Write out the full set of records exactly. Any pictures in them do not belong in the copy.

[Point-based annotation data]

◆ ◆ ◆ ◆

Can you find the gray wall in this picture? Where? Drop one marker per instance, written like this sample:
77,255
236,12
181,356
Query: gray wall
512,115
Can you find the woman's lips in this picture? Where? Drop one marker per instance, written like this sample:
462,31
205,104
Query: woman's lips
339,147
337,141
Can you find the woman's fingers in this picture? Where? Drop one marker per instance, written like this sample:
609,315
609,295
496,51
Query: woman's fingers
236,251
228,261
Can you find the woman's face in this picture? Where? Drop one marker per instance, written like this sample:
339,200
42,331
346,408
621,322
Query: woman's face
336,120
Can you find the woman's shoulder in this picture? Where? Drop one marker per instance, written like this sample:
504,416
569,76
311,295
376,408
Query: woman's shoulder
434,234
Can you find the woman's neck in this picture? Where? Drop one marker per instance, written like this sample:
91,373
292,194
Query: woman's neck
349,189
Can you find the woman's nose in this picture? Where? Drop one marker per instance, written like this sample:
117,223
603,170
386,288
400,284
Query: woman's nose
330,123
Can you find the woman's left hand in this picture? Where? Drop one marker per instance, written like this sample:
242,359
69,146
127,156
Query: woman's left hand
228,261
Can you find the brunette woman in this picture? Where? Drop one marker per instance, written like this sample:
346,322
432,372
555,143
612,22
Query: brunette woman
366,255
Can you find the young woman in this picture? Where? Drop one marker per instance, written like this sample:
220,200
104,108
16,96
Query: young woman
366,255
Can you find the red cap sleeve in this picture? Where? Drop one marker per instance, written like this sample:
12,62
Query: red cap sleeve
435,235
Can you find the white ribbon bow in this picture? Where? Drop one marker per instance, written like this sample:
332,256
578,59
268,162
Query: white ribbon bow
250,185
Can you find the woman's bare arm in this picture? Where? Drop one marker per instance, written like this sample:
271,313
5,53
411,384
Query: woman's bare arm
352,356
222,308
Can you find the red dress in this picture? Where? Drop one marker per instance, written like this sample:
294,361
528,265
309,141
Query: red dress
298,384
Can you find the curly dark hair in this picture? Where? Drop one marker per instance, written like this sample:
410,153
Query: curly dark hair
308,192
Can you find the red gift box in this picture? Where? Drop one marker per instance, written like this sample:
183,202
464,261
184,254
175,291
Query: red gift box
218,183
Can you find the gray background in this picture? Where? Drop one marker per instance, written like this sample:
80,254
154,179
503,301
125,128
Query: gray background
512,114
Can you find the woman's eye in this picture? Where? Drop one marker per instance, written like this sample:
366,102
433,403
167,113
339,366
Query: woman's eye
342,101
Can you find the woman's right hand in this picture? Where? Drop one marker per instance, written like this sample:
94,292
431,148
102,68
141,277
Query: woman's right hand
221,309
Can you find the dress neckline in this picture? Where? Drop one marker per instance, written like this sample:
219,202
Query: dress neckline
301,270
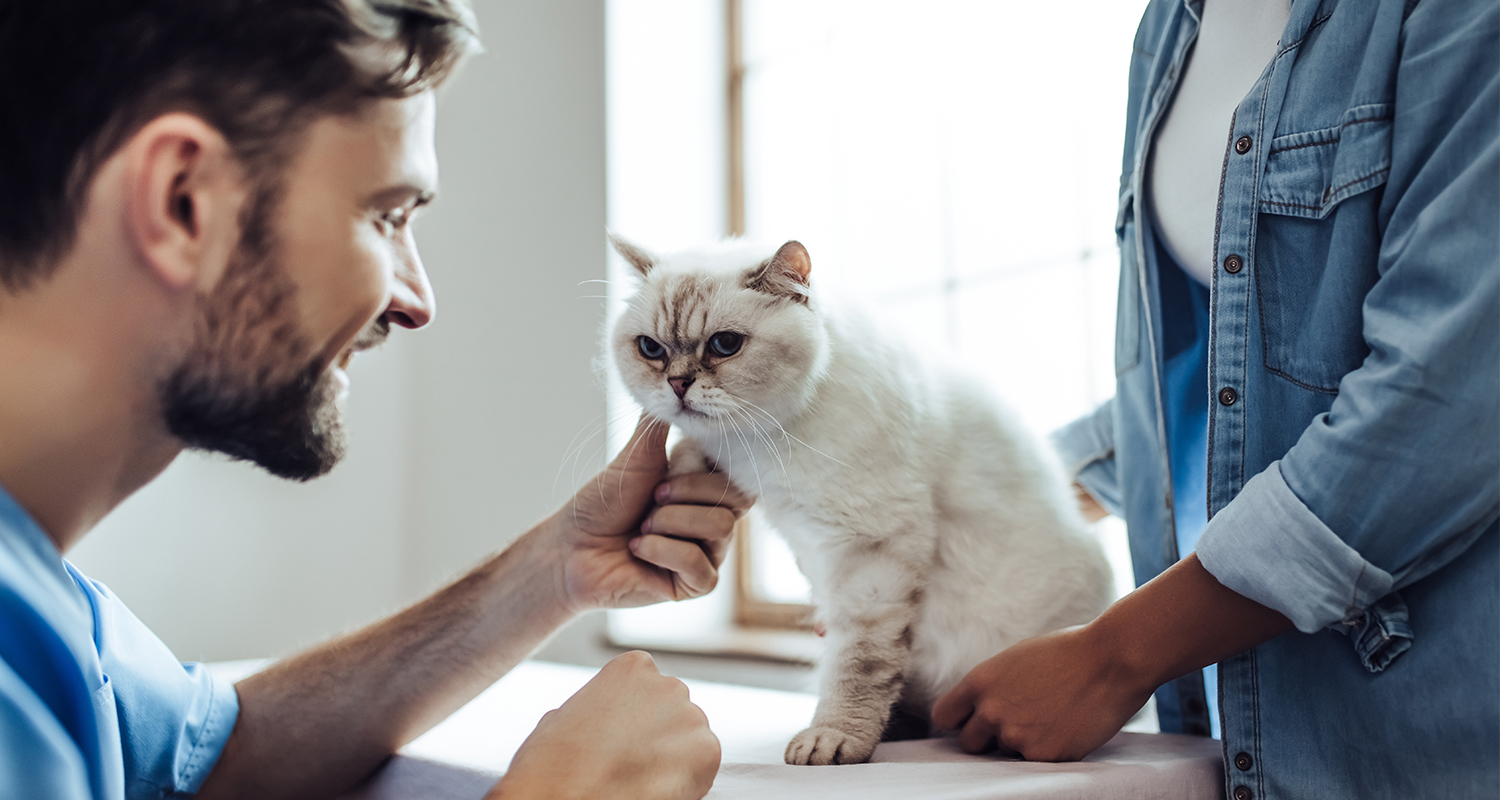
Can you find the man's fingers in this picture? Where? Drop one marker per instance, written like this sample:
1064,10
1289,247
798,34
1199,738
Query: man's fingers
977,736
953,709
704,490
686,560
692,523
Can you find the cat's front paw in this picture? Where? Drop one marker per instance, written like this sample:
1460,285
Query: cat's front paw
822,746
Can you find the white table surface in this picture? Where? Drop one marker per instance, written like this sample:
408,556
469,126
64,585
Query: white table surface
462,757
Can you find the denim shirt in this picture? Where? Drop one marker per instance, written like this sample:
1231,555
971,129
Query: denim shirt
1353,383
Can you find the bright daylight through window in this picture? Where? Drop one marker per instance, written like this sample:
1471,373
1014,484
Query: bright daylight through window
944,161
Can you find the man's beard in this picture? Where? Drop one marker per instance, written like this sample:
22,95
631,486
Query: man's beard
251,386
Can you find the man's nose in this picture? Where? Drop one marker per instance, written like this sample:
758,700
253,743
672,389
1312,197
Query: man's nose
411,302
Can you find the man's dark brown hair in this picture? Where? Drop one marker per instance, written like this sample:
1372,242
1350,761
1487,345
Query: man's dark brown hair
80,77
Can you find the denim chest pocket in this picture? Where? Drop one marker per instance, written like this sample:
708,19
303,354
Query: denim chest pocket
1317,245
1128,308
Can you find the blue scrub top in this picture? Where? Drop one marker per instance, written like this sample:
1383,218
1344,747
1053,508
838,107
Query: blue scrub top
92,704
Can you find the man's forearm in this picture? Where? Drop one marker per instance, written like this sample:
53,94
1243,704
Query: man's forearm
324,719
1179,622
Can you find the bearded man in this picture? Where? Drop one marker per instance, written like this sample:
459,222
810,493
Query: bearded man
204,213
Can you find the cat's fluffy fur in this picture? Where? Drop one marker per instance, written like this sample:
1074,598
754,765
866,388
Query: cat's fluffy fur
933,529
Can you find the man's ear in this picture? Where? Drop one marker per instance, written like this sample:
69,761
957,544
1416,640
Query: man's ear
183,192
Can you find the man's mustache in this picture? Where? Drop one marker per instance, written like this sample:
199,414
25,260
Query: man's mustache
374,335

◆ ◆ ◆ ◆

▶ [EXERCISE RESULT]
Can you find the gray wall in this picture? Where? Drop one marker per instance, written like this sample:
77,255
236,12
181,356
Query: gray wall
512,115
Can you find the woman's lips in this picture? Where? Drop one marker per instance, written like this sample:
462,31
205,104
Query: woman's lips
339,147
337,141
Can you find the woman's fingers in this picture? Where? Drop one marker per instance, written like this sample:
609,315
609,295
496,51
Query: woman's fingers
236,251
228,261
Can you find the woman's face in this picture? Where? Drop one marker per instance, written like this sample:
339,200
42,331
346,408
621,322
Query: woman's face
336,120
Can you find the woman's shoulder in this picture? Where? Drop one marker per instance, written like this sample:
504,416
569,76
311,295
376,408
Query: woman's shoulder
434,234
Can you find the woman's neck in this picture? Where? Drop one marker per instance, written like this sample:
91,373
292,194
Query: woman's neck
349,189
Can you find the woman's nose in this picture? Where? Drop one marker per instance, written like this sample:
117,223
603,170
386,288
400,284
Query: woman's nose
330,123
Can you find the woman's left hand in this picture? Where? Drop one marker per instance, written like this sample:
242,359
69,146
127,156
Query: woman's left hand
228,261
Can you find the brunette woman in this picture? Where? Drop one marker per instance, written like this sample:
346,322
432,372
555,143
612,22
Query: brunette woman
366,255
Can you find the young woman in this picture? Where? Drop one marker per instance, written like this sample:
220,200
104,108
16,96
Query: young woman
366,255
Can you find the red cap sleeve in this picture? Where? Drop one marker per instance, written like this sample:
12,62
Query: red cap sleeve
435,235
Can you find the white ribbon bow in this picture? Where? Drop one marker per instance, written like this sample:
332,256
578,59
268,162
Query: white ribbon bow
250,185
Can you find the woman's bare arm in this picture? Where? Drop one marker per instance, written like this sample:
271,313
5,53
411,384
Query: woman's bare arm
352,356
222,308
Can you find the red dress in this picture? Where? Drop one marker per instance, written like this sample:
294,361
528,265
309,141
Query: red dress
298,384
Can you find the curly dark hair in this picture? Where? Drop one marker per instance, written like this sample:
410,153
Query: curly dark hair
308,192
Can you find the red gift box in this picture? Where? Drop one marker per instance, written like this sample:
183,202
464,261
184,254
175,291
Query: red gift box
218,183
Can you find the gray background in this picture? Where? Drop one marker per instance, written like this sample:
80,254
154,179
503,301
125,128
Query: gray background
512,114
Can you find the woman's eye in this picture? Where? Drop one marker per instance, written like this sample:
366,102
433,403
167,113
339,366
Query: woman's eye
342,101
Can you find the woman's right hand in this picture? Where? Drop one marker per instance, written like this sample:
94,292
431,148
102,68
141,277
Query: woman's right hand
221,309
Can you find the dress neckline in this picture? Where? Drop one marker per instance, written like this sample:
219,202
Query: dress neckline
301,270
Can you find the man's fingers in this picture? Where? Drop one marker per instance, written like this sample:
1064,10
1289,247
798,34
1199,738
Query: man's fingers
977,736
953,709
704,490
686,560
692,523
Can you find the cat's front paw in this picture? Where? Drop one marker per instance, written like this sample:
1460,285
Query: cat's front paw
822,746
Can you find the white table surface in this picture? Where? Drop one marker per instance, written like this sample:
408,556
469,126
64,585
Query: white table surface
462,757
Can you find the denim shirt in this picture? Where? Drop one marker per instance, written like this sample:
1231,555
971,129
Query: denim shirt
1353,383
Can you find the bright daylight through window in this picture? Where? Drop one marker per instance, written like this sample:
1471,373
1014,484
Query: bright daylight through window
944,161
Can you find the man's beard in this picture? Where? Drop one marker per instance, written like this sample:
22,95
631,486
Query: man's beard
251,386
Can you find the man's nose in this picture? Where? Drop one marker per instance, written like this sample:
758,700
253,743
672,389
1312,197
Query: man's nose
411,302
Can you find the man's dark brown hair in this picture? Where? Drop one marker per instance, written like this sample:
1372,242
1350,761
1487,345
Query: man's dark brown hair
80,77
Can you find the denim chest pocket in this picture? Where? Drop one marker per instance, written like this sample:
708,19
303,354
Query: denim chest pocket
1317,245
1128,308
Can you find the blue scrub top in this picture? Where? Drop one marker per instance, written like this sample:
1383,218
1344,747
1053,508
838,107
Query: blue scrub top
92,704
Can you find the man's forearm in this picture? Where? Drop one marker per instance, written like this sample:
53,94
1243,704
Query: man's forearm
324,719
1179,622
Can you find the bearded man in this picture? Where? Drop one marker per instance, written like this sample:
459,222
810,493
Query: bearded man
204,213
Can you find the cat's fluffy fur in this picture? Where? Drop one marker per instance, written like this sample:
1074,598
754,765
866,388
Query: cat's fluffy fur
933,529
Can you find the man's ear in this picture? Where? Drop one marker per instance, written like this sample:
69,761
957,544
1416,640
Query: man's ear
183,192
Can you find the man's mustache in this picture? Where? Drop one marker per instance, written like this sample:
199,414
25,260
Query: man's mustache
374,335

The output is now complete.